# [Goal]
Pull out every line of the material below that contains the string "scarf", and copy each one unchanged. Matching is case-sensitive.

# [Available data]
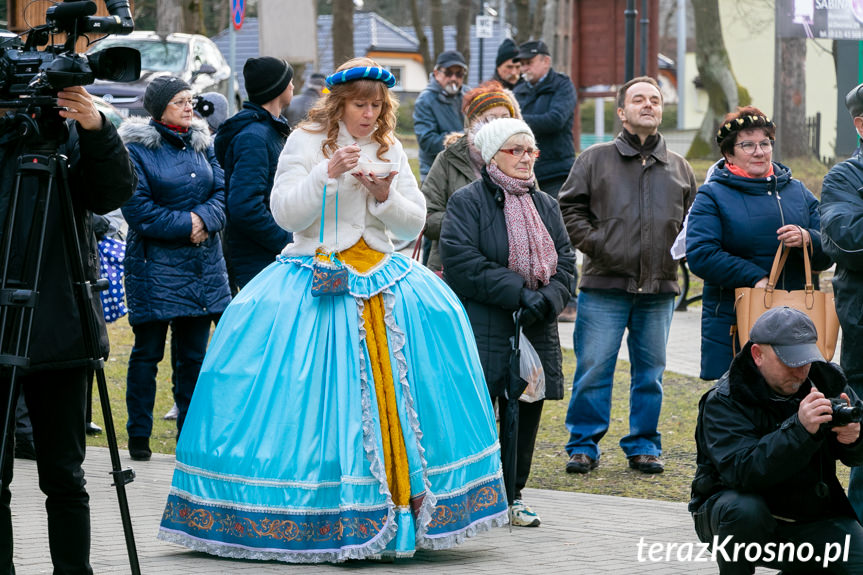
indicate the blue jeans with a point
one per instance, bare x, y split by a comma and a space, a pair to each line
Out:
602, 317
189, 337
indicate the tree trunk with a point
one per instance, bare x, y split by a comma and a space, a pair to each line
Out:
714, 69
343, 31
437, 26
169, 17
193, 17
464, 16
422, 39
789, 111
522, 21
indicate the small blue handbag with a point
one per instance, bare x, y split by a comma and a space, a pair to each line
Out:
330, 276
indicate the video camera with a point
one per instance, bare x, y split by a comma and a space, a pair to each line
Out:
28, 75
843, 414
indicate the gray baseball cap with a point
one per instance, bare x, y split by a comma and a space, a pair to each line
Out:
790, 333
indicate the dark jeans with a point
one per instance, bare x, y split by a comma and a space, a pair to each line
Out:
529, 415
189, 336
23, 427
55, 400
746, 518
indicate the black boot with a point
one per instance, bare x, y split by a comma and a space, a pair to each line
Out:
139, 448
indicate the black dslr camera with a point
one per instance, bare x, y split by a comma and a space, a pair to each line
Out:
28, 75
843, 414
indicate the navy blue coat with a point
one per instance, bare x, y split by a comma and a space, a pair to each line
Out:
549, 110
842, 225
474, 248
731, 242
436, 114
167, 276
248, 147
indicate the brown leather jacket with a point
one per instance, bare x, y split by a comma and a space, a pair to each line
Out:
623, 211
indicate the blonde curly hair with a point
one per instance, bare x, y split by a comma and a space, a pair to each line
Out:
325, 115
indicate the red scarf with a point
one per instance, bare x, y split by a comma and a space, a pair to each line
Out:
173, 128
532, 254
738, 171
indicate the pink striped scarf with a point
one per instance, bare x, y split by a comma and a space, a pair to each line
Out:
532, 254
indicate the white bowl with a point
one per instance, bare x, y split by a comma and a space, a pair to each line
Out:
379, 169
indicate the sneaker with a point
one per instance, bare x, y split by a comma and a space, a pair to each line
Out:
172, 413
647, 463
523, 516
139, 448
581, 463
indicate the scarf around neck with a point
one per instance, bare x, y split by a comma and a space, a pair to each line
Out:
532, 254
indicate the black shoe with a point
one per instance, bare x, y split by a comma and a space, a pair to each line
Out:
24, 448
139, 448
581, 463
647, 463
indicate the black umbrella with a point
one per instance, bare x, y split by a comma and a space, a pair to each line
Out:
515, 386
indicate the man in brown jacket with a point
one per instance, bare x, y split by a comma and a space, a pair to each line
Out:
623, 205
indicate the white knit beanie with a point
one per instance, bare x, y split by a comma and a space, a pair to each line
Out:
493, 135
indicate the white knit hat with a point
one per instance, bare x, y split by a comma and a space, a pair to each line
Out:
493, 135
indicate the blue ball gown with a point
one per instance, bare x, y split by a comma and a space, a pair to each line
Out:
283, 454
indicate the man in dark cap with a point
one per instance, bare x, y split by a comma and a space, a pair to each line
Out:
547, 100
507, 68
768, 437
300, 106
437, 111
842, 239
248, 147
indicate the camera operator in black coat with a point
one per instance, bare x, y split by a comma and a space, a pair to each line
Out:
101, 179
767, 450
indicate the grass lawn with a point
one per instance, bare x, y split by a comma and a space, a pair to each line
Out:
612, 478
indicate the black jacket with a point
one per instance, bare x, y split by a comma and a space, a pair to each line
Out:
549, 110
475, 252
753, 442
248, 147
101, 178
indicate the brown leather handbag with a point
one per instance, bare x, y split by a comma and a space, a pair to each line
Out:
750, 303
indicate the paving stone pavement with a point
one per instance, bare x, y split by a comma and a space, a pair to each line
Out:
581, 533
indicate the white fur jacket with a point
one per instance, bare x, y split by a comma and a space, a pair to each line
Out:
298, 194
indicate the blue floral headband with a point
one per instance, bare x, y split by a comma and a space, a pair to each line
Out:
362, 73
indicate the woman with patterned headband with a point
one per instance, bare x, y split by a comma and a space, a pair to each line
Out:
461, 163
748, 205
326, 405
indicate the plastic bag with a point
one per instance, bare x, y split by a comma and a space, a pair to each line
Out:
530, 370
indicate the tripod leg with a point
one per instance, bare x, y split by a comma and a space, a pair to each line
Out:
89, 323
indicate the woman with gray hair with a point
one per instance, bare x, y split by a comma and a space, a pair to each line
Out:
504, 249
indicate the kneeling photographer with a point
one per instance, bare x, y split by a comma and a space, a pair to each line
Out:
765, 491
101, 179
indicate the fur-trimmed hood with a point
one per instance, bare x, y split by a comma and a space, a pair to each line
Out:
151, 134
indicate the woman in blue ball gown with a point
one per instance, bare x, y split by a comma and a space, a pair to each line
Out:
328, 426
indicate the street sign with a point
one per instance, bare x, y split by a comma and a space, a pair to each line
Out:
238, 12
484, 27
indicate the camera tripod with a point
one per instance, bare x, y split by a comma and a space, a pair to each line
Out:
42, 164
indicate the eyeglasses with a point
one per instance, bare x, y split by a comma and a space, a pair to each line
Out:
520, 151
749, 147
183, 103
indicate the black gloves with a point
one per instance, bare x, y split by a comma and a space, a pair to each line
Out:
534, 306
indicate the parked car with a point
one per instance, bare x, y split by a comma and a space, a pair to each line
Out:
192, 57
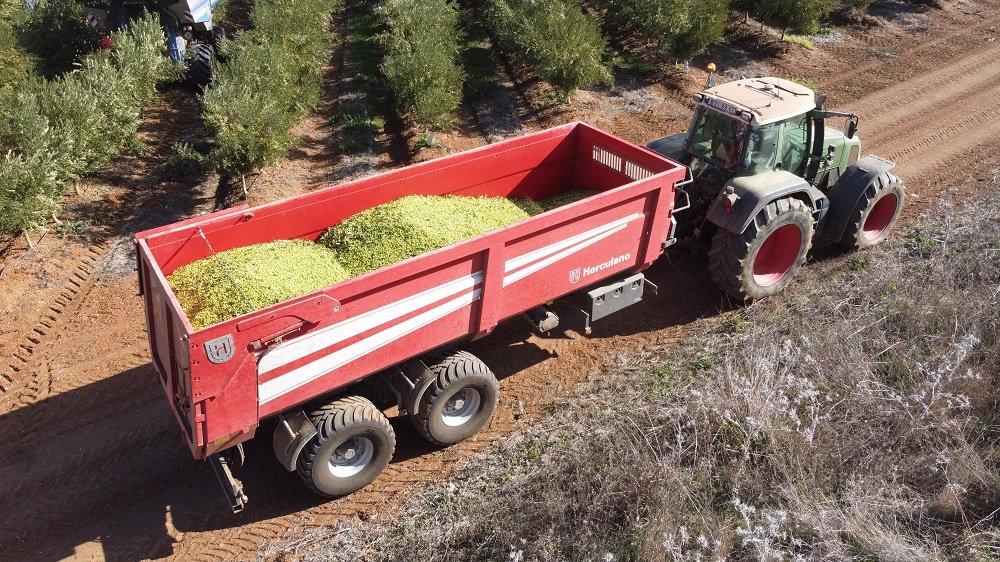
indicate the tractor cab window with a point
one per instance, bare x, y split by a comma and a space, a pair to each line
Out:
763, 152
793, 154
718, 138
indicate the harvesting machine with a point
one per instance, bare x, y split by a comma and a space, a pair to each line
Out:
187, 24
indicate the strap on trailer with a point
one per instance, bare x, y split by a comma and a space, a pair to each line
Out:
231, 487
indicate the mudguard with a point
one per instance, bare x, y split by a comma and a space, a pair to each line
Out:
753, 193
847, 192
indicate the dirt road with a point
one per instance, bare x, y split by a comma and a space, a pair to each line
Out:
93, 465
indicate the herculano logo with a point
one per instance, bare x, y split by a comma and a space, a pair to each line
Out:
578, 273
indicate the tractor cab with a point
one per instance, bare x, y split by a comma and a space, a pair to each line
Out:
767, 176
759, 125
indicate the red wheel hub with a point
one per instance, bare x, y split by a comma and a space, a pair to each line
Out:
880, 217
777, 255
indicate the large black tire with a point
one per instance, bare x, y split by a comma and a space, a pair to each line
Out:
765, 257
459, 402
201, 65
353, 445
875, 213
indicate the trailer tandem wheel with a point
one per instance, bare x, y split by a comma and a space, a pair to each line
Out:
353, 445
459, 402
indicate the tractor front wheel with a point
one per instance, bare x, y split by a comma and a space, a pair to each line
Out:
875, 213
765, 257
353, 445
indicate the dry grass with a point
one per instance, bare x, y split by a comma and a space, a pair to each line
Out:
854, 418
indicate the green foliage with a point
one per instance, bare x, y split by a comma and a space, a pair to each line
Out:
561, 44
800, 40
271, 79
56, 131
57, 32
856, 8
241, 280
413, 225
25, 191
682, 28
422, 45
799, 16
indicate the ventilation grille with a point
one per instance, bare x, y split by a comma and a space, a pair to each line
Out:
636, 172
612, 161
620, 165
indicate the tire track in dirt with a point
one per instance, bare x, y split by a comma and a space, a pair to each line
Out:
927, 122
897, 112
919, 58
27, 382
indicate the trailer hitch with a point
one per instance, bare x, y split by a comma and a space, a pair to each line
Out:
231, 487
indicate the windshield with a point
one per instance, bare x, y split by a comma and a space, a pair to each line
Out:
718, 138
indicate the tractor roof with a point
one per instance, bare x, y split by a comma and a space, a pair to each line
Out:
768, 100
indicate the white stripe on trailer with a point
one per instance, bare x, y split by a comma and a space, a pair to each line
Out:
596, 235
308, 344
287, 353
307, 373
521, 261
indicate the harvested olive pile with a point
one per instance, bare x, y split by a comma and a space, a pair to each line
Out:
241, 280
411, 226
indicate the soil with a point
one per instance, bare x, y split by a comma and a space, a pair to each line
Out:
93, 466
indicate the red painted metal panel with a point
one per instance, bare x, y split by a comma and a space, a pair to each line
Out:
351, 330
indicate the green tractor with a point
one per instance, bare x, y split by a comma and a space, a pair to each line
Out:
769, 177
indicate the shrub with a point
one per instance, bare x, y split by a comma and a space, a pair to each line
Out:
561, 44
798, 16
271, 79
55, 131
16, 64
422, 45
57, 32
682, 28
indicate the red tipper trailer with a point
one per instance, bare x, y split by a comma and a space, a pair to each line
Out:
301, 359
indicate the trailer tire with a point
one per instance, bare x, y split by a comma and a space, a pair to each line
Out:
353, 445
875, 213
765, 257
201, 65
459, 402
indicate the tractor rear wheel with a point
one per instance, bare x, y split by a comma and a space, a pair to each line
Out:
459, 402
201, 65
353, 445
765, 257
875, 213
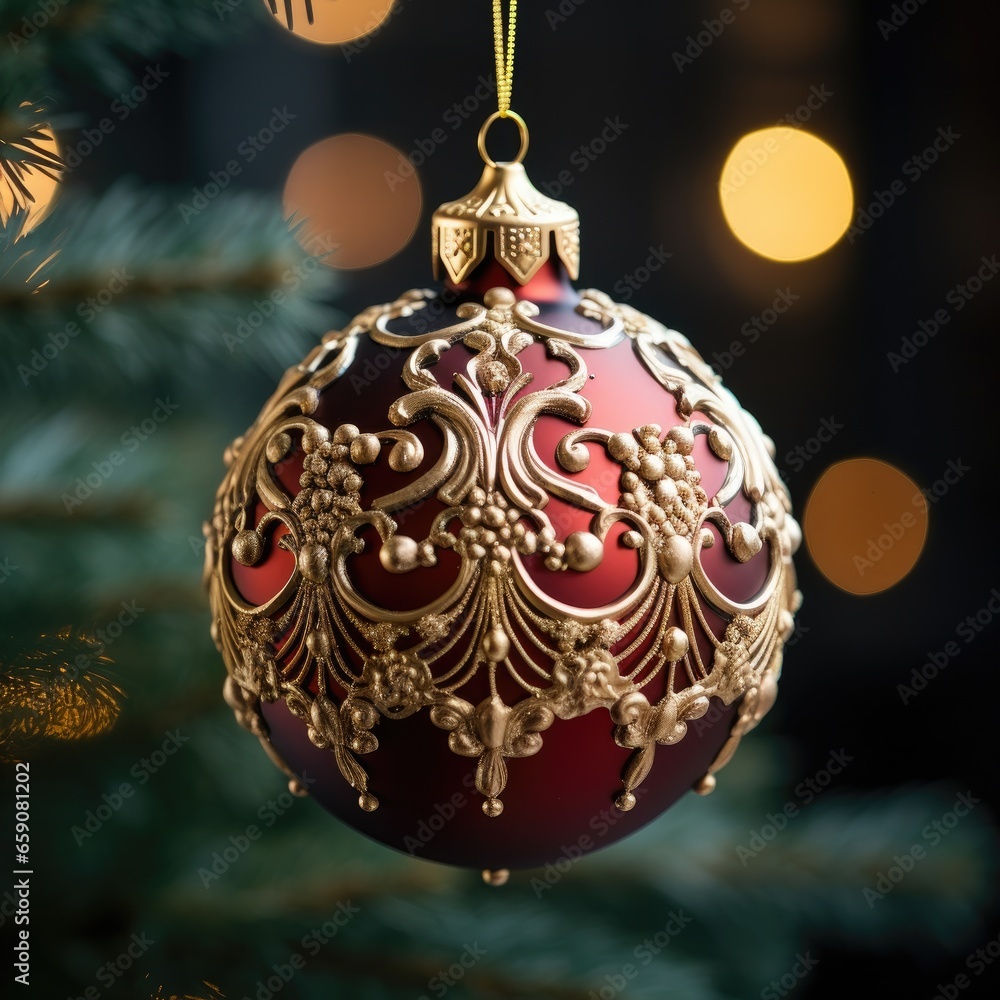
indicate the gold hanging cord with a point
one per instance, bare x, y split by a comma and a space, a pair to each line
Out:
505, 81
505, 63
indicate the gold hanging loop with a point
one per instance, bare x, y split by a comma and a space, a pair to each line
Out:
522, 131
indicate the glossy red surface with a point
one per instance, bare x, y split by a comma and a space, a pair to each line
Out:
563, 797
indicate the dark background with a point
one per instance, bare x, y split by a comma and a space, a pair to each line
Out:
656, 186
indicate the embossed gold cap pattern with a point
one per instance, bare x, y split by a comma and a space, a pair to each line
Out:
523, 223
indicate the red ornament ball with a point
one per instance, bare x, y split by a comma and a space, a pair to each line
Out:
504, 570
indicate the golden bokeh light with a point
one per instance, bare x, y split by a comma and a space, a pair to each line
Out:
356, 200
865, 525
30, 187
786, 194
330, 22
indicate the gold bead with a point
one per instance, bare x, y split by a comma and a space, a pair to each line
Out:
247, 548
584, 551
399, 554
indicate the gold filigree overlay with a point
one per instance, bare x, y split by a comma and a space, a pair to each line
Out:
342, 664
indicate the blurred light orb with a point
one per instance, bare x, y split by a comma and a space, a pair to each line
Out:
330, 22
355, 198
865, 525
40, 185
785, 193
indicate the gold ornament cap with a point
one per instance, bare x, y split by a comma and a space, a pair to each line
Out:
524, 223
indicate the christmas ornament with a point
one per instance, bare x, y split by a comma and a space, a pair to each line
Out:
501, 570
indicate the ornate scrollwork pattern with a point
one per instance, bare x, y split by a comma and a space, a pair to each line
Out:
342, 663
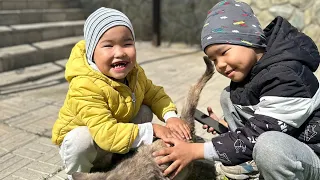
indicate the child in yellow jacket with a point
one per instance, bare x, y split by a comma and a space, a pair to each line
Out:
109, 105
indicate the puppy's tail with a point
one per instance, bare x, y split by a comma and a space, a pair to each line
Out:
192, 100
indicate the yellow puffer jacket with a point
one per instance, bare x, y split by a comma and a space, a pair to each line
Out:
106, 106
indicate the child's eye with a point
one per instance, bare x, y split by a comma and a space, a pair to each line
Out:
224, 52
128, 44
107, 45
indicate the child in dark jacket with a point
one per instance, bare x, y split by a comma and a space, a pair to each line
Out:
272, 104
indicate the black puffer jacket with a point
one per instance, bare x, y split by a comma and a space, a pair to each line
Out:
280, 94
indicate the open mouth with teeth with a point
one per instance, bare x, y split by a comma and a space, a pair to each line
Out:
119, 65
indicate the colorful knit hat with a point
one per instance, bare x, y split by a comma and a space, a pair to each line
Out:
232, 22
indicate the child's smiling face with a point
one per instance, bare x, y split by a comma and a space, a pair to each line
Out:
115, 53
233, 61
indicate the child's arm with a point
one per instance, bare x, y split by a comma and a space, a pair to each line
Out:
92, 110
286, 102
162, 105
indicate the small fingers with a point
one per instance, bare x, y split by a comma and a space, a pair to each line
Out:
164, 160
176, 172
162, 152
171, 168
186, 131
210, 129
175, 134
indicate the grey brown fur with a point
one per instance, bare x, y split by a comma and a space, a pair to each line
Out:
142, 165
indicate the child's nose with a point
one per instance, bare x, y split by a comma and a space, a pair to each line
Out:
119, 52
220, 64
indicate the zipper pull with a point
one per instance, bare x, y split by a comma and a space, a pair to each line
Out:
133, 98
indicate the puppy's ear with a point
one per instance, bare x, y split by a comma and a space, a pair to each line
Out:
80, 176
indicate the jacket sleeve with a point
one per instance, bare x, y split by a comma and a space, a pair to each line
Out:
156, 98
285, 104
89, 104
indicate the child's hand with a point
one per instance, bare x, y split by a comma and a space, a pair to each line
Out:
180, 126
215, 117
181, 154
164, 132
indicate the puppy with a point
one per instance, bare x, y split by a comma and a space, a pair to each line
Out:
142, 165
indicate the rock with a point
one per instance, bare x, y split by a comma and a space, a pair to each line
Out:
282, 10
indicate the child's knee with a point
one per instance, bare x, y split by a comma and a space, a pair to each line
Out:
267, 148
78, 148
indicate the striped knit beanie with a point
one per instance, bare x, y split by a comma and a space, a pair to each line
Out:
232, 22
98, 23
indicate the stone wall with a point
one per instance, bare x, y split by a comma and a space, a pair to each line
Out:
182, 20
303, 14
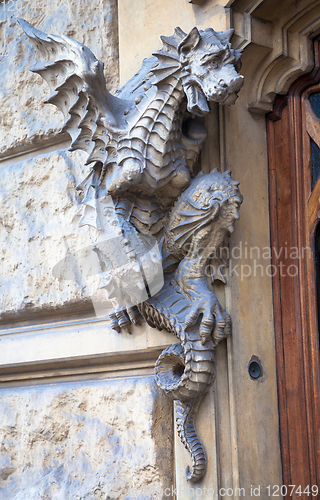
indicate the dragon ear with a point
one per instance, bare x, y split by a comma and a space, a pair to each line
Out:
190, 42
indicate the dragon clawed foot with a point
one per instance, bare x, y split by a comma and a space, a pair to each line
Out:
124, 318
213, 319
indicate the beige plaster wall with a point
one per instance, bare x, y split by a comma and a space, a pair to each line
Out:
246, 410
82, 436
242, 440
142, 22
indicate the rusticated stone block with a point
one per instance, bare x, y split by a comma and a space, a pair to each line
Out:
86, 441
38, 226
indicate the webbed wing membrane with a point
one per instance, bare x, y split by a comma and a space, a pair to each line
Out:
78, 89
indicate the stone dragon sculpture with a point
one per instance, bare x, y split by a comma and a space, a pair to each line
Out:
142, 188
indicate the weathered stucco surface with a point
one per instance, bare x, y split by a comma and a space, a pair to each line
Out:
38, 226
81, 441
24, 118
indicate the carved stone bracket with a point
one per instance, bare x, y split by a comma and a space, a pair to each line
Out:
277, 38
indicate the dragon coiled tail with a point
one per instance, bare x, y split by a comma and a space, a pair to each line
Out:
186, 430
185, 372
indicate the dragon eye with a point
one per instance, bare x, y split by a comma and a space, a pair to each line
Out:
210, 60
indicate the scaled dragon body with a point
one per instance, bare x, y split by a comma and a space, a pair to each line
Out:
142, 192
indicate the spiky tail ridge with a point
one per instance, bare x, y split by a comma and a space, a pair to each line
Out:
185, 417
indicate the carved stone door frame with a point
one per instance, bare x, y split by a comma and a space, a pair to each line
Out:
294, 214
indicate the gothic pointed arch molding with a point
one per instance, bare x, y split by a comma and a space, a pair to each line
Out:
277, 38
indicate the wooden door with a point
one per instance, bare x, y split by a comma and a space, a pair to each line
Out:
294, 188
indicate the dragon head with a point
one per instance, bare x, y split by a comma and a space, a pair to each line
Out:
208, 67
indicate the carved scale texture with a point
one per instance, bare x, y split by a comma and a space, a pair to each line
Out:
155, 140
198, 361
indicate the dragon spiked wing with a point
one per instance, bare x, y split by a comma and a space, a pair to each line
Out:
78, 89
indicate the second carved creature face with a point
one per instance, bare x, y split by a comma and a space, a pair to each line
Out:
209, 69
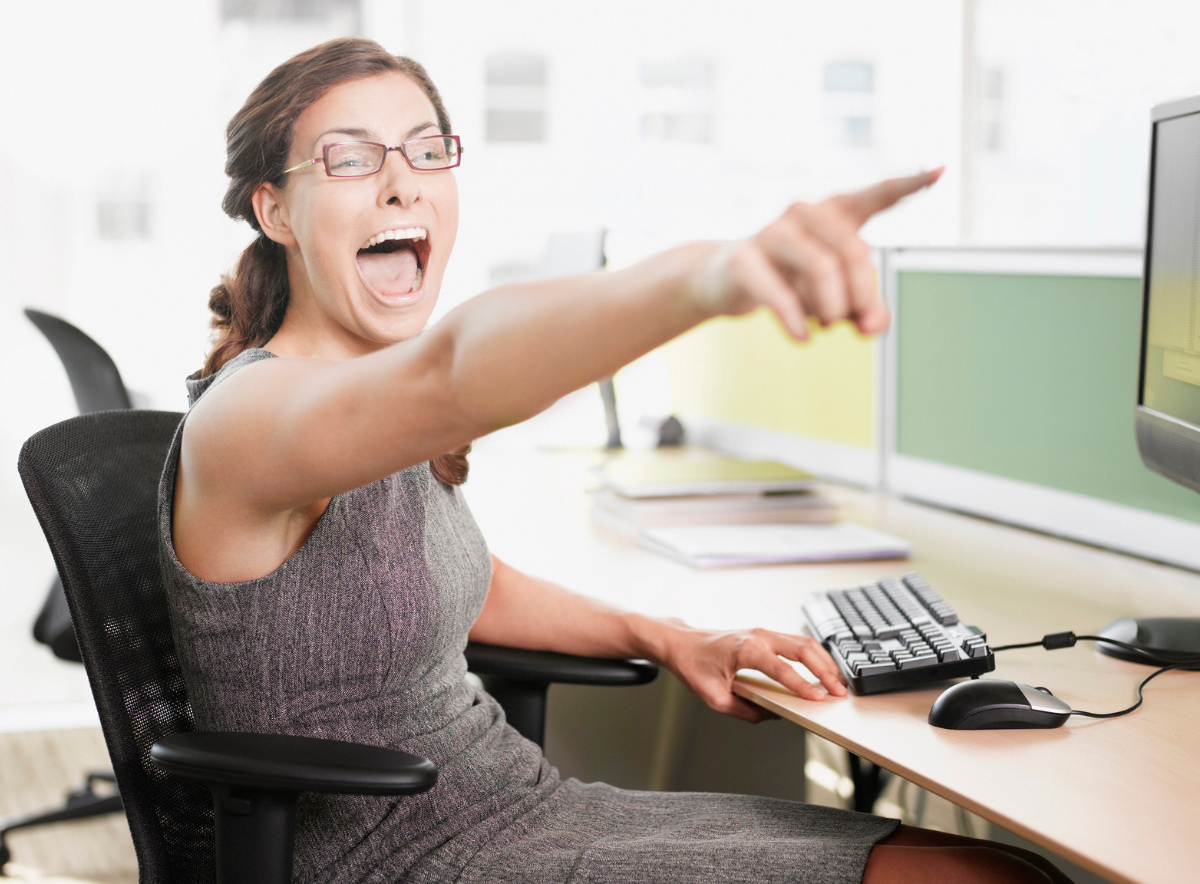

# [Result for this task]
indicate the red scarf with a point
indicate the pink striped scarf with a point
indicate the scarf around neck with a point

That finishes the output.